• **TEXT FOR ANALYSIS**

BEGIN

  12. To provide and maintain a navy.
  13. To make rules for government and regulation of the land and naval forces.
  14. To provide for calling forth the militia to execute the laws of the Union, suppress insurrections, and repel invasions.
  15. To provide for organizing, arming, and disciplining the militia, and for governing such part of them as may be employed in the service of the United States, reserving to the States respectively the appointment of the officers, and the authority of training the militia according to the discipline prescribed by Congress.
  16. To exercise exclusive legislation in all cases whatsoever over such district (not exceeding ten miles square) as may, by cession of particular States and the acceptance of Congress, become the seat of Government of the United States, and to exercise like authority over all places purchased by the consent of the Legislature of the State in which the same shall be, for the erection of forts, magazines, arsenals, dry docks, and other needed buildings.

 

   From the founding of the United States there has always been a debate between those who wanted to use Federal taxes for “internal improvements” and those who did not.   The first group consisted of the Whig Party of Hamilton, Clay and Lincoln.  No President from Washington to James Buchanan (1857 – 1861) authorized the use of Federal taxes for general improvements stating that such spending was unconstitutional.  All bills passed by Congress for “internal improvements” were vetoed by the President.  Lincoln was the first President to authorize spending of Federal tax dollars on internal improvements when he authorized the building of the trans-continental railroad in 1863.  The spending of Federal tax dollars to build the trans-continental railroad was never challenged in the Supreme Court.  If it had been challenged, the Court would have ruled it unconstitutional.

  Up until 1937 the Supreme Court agreed that the Federal government could not spend tax dollars for the “general welfare”. In 1936 the Supreme Court ruled in The United States vs. Butler that the Agricultural Adjustment Act was unconstitutional because it violated States rights.  However, in that decision the Court went on to rule that Congress could spend federal money for the “general welfare” and would no longer be limited to spending money on the specific items enumerated in Article 1, Section 8 of the Constitution.  In fact, the Supreme Court had ruled that eight out of ten of FDRs new deal programs were unconstitutional.  An infuriated FDR then threatened to “pack” the Supreme Court by adding up to six additional justices.  Chief Justice Hughes was convinced that FDRs plan to “pack” the court would pass Congress so he made the “…decision to retreat in the immediate skirmish in order to ensure victory in the larger struggle for judicial supremacy.”

END

• **DATA SECTION**

BEGIN

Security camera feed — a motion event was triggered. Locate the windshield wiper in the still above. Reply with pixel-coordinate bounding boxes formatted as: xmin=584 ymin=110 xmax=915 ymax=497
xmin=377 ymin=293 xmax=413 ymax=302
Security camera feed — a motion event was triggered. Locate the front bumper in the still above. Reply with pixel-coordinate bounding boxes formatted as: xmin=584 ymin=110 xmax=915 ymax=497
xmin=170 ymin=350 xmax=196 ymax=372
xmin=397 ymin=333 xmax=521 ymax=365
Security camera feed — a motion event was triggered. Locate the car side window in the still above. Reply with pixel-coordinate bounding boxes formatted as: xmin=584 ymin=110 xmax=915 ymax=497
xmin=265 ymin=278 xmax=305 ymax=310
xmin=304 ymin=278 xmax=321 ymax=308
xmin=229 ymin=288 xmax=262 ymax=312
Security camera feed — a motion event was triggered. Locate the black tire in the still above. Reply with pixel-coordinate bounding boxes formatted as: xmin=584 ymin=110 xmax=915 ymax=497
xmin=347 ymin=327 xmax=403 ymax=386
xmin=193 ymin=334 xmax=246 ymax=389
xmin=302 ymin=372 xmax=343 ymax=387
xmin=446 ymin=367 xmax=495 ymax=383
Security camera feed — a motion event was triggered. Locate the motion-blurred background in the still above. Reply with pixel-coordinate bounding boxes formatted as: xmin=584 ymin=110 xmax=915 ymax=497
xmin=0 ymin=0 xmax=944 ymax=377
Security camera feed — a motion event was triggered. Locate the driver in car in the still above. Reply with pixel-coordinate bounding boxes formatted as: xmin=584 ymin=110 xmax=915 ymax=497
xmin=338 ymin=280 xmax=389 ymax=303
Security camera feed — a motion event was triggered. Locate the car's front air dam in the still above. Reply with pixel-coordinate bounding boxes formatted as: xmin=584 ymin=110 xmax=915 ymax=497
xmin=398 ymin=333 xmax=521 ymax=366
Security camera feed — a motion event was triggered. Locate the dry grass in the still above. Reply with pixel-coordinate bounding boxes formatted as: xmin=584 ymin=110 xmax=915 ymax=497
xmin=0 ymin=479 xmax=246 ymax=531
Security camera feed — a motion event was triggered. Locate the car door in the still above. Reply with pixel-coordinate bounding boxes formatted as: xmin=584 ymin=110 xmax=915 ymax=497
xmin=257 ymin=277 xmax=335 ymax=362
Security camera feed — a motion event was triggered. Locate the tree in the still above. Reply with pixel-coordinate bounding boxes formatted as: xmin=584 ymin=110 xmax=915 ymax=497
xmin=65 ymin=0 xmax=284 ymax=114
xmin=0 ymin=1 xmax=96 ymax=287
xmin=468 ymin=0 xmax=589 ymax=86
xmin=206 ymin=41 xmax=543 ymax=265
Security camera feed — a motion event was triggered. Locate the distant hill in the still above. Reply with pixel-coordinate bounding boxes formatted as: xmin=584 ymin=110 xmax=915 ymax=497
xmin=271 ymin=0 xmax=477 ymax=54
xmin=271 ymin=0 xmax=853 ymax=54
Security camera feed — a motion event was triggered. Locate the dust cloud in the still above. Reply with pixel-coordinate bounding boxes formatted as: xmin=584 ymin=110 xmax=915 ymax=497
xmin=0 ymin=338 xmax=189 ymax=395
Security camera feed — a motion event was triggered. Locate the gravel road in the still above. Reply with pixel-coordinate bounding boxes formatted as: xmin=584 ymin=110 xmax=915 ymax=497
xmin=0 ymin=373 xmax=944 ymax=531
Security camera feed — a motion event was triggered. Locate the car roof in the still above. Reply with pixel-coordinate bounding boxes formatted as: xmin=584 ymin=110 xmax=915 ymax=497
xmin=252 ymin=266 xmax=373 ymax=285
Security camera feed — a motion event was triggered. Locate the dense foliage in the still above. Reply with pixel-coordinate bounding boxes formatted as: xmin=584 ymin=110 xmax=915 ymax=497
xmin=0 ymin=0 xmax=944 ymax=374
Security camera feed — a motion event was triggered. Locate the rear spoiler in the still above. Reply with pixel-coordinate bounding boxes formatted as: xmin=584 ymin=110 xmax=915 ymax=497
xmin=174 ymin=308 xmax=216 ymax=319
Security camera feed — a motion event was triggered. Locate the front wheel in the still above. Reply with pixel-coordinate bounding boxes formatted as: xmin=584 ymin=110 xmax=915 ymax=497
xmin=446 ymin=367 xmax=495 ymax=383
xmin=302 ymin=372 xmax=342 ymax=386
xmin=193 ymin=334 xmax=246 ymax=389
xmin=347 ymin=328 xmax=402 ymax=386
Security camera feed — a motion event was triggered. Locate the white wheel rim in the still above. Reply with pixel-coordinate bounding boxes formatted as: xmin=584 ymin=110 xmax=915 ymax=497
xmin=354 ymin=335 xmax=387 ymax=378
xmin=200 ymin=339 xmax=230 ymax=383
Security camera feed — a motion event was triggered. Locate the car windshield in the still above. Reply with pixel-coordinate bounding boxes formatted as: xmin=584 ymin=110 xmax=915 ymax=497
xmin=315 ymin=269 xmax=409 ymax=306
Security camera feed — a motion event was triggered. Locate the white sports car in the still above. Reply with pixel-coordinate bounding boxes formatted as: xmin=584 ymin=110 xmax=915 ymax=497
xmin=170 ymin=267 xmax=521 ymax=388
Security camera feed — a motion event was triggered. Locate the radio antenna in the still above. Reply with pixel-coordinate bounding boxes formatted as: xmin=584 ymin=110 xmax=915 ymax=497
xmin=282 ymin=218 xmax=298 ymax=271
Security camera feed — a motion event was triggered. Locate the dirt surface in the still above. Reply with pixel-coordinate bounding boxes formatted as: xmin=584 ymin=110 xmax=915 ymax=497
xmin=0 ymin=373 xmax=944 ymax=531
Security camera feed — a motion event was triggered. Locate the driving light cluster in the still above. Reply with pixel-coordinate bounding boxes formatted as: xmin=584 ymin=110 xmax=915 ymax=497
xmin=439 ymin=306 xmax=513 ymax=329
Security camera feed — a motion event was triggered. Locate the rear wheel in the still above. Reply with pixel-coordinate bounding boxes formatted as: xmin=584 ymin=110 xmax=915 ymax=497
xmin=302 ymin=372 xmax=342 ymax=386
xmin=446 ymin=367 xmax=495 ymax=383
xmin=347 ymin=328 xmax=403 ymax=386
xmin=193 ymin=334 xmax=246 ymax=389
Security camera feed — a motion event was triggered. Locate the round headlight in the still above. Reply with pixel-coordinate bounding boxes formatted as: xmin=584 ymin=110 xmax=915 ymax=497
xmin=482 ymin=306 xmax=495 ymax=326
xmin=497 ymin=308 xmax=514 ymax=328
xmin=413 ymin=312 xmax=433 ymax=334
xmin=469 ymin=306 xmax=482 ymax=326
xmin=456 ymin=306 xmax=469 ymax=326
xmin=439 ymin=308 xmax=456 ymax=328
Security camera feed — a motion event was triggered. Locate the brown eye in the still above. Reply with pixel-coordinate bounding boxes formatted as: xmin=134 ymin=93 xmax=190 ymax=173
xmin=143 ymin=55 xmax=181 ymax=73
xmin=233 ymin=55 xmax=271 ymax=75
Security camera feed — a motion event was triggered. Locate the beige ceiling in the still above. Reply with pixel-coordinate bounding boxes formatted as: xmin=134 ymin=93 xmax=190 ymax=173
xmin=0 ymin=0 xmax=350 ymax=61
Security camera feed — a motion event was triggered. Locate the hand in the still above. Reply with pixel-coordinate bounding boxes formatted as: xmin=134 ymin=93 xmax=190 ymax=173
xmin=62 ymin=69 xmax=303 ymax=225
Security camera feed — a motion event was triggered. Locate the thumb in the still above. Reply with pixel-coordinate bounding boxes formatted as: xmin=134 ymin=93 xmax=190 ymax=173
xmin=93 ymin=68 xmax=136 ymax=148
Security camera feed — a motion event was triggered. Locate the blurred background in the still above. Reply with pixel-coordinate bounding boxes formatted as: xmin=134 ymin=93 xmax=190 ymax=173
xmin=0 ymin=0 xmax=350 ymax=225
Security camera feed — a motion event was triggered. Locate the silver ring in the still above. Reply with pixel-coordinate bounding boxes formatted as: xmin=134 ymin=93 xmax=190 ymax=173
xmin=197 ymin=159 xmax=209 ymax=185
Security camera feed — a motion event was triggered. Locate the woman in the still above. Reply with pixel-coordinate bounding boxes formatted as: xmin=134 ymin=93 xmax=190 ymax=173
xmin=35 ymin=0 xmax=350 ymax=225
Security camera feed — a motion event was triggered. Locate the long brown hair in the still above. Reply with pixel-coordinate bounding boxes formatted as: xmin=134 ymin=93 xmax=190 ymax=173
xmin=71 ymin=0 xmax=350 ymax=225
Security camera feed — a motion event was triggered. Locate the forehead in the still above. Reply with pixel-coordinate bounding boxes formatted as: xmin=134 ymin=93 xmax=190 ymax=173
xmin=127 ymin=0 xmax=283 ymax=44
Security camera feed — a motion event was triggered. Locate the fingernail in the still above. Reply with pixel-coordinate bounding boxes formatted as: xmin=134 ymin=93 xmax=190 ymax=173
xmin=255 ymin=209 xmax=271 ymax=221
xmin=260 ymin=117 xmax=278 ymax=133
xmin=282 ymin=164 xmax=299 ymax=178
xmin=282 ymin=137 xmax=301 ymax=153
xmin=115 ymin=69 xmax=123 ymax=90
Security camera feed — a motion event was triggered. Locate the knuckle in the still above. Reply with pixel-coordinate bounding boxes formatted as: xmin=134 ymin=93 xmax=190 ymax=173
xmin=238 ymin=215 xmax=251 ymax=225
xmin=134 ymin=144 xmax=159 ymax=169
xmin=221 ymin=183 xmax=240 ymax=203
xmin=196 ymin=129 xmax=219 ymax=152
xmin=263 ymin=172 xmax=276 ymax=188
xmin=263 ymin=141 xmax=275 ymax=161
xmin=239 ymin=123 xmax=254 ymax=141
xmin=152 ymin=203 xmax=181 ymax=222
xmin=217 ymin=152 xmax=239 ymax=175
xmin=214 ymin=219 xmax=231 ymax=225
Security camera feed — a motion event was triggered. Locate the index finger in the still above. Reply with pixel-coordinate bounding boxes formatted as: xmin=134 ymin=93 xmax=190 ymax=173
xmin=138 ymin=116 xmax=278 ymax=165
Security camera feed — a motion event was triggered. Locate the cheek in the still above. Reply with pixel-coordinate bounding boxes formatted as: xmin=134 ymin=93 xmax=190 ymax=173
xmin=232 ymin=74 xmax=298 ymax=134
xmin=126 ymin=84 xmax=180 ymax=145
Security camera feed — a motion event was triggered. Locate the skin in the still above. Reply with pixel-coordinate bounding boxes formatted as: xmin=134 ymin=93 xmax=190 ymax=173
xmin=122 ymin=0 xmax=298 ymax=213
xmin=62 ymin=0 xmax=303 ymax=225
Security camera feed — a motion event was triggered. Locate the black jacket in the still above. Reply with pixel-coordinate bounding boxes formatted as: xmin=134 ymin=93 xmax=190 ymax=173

END

• **TO DO**
1 - In the passage on federal spending and the Constitution, why did Chief Justice Hughes decide to retreat?
2 - Extend the passage on federal spending and the Constitution, picking up after its final sentence about Chief Justice Hughes.

• **ANSWERS IN ORDER**
1 - Hughes was convinced that FDR's plan to "pack" the Court would pass Congress. He therefore chose to retreat in the immediate skirmish to ensure victory in the larger struggle for judicial supremacy.

2 -
    In 1937 this resulted in the decision in Helvering vs. Davis (301 US 548) that the Social Security Act of 1935 was constitutional and reaffirmed Congresses right to spend money for the “general welfare”.   However, with WWII looming, this new spending power was not fully utilized until President Johnson began spending on the “Great Society” in 1965.

   In 1965 the national debt was $252 billion and there were virtually no unfunded liabilities.  In 2011 the national debt stood at $15,000 billion ($15 trillion), and when the unfunded liabilities of Social Security and Medicare are included, the total is $121,000 billion ($121 trillion).  This is an increase of 5,800% and 47,900%, respectively. The national debt now amounts to $200,000 for a family of four or $1,600,000 when you include the unfunded liabilities. The Federal Government has bankrupted this country! That’s why the founding fathers limited Federal spending to the 16 enumerated powers in Article I, Section 8 of the Constitution.  If there were no other reason to secede, this unauthorized debt and fiscal mis-management would be sufficient.

   Today, the Federal government spends over $50,000 per year for each and every family of four.  That means that the Federal government spends more per family than the average family earns.  At the same time, the Federal government’s tax revenues are only $37,000 per year per family.  That means that the Federal government is borrowing or printing $13,000 per year per family.  How long could your family survive if it managed its finances like the Federal government?